(Angezeigter Text)
****************************************
Bei mehreren Hunderassen sind erbliche progressive abnormale Veränderungen des Kammerwinkels bekannt, welche im Laufe des Lebens zu einem Glaukom in einem oder beiden Augen (und häufig zur Erblindung) führen kann.
Wie erkennt man eine Abnormalität des Kammerwinkels ?
Der Kammerwinkel ist von aussen nicht einsehbar. Selbst mit einer Spaltlampe ist dieser Teil des Auges nicht einzusehen. Nur mit einem direkt aufs Auge aufgelegten Kontaktglas kann der Kammerwinkel untersucht werden. Diese Untersuchung nennt man Gonioskopie. Dabei wird neben der Öffnung des Kammerwinkels auch die Struktur und Beschaffenheit der Gewebebälkchen (Ligamentum pectinatum) untersucht. Im Normalfall ist der Kammerwinkel weit geöffnet und die Gewebebälkchen sind ganz dünn und stehen relativ weit auseinander. Eine milde Form der Goniodysplasie äussert sich durch verdickte Gewebebälkchen, welche nahe beisammen stehen. Man spricht dann von Fibrae latae (Lateinisch: Breite Fasern). Eine ausgeprägtere Form der Abnormalität des Kammerwinkels äussert sich durch Abschnitte des Kammerwinkels, in denen keine Gewebebälkchen mehr zu erkenne sind, sondern der Kammerwinkel von einem durchgehenden Gewebeband überspannt wird, worin einzelne kleine Löcher zu erkennen sind. Man spricht von Laminae (Lateinisch: Platte, Scheibe). In schlimmen Fällen ist der Kammerwinkel sehr eng und durchgehend von Gewebebändern durchzogen. Man spricht in diesem
Fall von Occlusio (Lateinisch: Verschluss)
****************************************
(Aufgelistete Daten)
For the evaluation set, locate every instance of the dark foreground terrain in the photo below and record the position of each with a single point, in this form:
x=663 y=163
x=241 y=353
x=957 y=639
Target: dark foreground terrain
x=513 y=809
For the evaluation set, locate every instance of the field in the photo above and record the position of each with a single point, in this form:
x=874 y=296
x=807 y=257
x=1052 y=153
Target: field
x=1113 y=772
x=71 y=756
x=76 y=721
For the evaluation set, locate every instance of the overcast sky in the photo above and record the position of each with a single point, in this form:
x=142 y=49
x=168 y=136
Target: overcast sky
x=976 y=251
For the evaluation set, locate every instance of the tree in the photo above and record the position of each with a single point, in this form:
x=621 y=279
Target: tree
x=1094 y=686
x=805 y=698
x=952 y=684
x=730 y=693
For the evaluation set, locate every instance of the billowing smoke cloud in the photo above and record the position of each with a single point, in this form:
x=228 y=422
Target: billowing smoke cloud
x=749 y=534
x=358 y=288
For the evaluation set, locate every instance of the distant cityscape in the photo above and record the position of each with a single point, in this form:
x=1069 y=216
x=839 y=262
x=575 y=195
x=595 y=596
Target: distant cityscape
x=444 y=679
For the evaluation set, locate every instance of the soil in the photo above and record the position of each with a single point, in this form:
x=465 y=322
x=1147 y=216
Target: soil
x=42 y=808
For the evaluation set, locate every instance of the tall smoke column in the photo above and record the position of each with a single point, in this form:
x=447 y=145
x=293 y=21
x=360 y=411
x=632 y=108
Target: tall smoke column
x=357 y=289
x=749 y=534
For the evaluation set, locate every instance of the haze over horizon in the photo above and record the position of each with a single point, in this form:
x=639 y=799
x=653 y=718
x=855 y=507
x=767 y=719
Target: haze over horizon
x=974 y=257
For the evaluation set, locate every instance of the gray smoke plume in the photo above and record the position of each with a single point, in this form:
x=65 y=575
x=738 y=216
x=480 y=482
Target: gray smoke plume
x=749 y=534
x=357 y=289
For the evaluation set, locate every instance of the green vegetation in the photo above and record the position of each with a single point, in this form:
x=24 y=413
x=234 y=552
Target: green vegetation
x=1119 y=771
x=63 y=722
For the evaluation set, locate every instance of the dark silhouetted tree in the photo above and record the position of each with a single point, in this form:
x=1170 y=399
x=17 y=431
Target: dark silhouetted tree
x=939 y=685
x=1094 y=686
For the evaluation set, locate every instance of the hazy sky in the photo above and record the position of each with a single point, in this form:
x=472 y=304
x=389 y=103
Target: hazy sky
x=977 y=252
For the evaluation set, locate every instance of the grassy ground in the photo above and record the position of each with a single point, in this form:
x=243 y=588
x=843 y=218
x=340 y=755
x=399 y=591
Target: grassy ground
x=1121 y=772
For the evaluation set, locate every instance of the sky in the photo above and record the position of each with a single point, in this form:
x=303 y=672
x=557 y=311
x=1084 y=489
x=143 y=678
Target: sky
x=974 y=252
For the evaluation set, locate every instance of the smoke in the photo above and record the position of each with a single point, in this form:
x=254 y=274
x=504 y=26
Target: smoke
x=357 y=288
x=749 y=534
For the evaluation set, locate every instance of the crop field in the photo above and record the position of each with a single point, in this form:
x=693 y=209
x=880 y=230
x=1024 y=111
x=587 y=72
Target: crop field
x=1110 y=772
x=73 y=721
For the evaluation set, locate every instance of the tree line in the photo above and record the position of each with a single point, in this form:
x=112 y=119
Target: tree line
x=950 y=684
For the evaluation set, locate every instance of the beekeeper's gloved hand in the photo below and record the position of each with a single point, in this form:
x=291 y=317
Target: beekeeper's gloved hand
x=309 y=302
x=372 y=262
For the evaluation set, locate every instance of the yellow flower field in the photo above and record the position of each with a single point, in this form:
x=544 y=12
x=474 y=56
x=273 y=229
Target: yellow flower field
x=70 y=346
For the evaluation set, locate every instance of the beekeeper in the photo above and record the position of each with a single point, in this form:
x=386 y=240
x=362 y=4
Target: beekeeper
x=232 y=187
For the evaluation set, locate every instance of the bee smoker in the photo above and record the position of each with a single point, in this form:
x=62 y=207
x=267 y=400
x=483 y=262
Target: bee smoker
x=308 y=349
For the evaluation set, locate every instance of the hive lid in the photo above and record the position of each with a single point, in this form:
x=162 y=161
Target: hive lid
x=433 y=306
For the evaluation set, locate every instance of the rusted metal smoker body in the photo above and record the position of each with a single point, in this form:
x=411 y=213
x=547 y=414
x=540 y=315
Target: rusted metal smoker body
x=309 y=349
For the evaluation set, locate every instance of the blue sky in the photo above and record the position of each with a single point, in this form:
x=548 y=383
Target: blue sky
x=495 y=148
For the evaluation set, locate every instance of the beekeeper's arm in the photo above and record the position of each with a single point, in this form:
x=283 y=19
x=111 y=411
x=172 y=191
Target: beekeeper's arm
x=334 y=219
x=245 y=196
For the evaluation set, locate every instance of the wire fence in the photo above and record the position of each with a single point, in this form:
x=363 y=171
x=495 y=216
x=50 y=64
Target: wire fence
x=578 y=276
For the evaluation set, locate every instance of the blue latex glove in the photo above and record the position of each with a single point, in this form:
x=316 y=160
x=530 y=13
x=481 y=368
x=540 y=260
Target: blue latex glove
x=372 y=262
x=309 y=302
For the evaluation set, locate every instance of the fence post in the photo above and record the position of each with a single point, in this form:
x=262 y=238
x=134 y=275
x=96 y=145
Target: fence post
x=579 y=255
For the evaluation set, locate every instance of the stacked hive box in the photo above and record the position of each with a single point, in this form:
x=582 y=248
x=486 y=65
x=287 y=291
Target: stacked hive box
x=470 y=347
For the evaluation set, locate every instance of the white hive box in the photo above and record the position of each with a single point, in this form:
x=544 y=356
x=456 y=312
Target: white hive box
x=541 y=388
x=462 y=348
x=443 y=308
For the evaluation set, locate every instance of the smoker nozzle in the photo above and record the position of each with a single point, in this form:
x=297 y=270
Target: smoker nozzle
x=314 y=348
****************************************
(Material erkunden)
A. Übersetze aus dem Text zum Kammerwinkel diesen Satz ins Englische: „Nur mit einem direkt aufs Auge aufgelegten Kontaktglas kann der Kammerwinkel untersucht werden.“
B. Schreib aus dem Text zum Kammerwinkel den Teil von „Bei mehreren Hunderassen“ bis einschließlich „Erblindung) führen kann.“ genau ab.
Die Daten spielen hierfür keine Rolle.

(Ergebnisse je Aufgabe)
A. Only with a contact lens placed directly on the eye can the chamber angle be examined.

B.
Bei mehreren Hunderassen sind erbliche progressive abnormale Veränderungen des Kammerwinkels bekannt, welche im Laufe des Lebens zu einem Glaukom in einem oder beiden Augen (und häufig zur Erblindung) führen kann.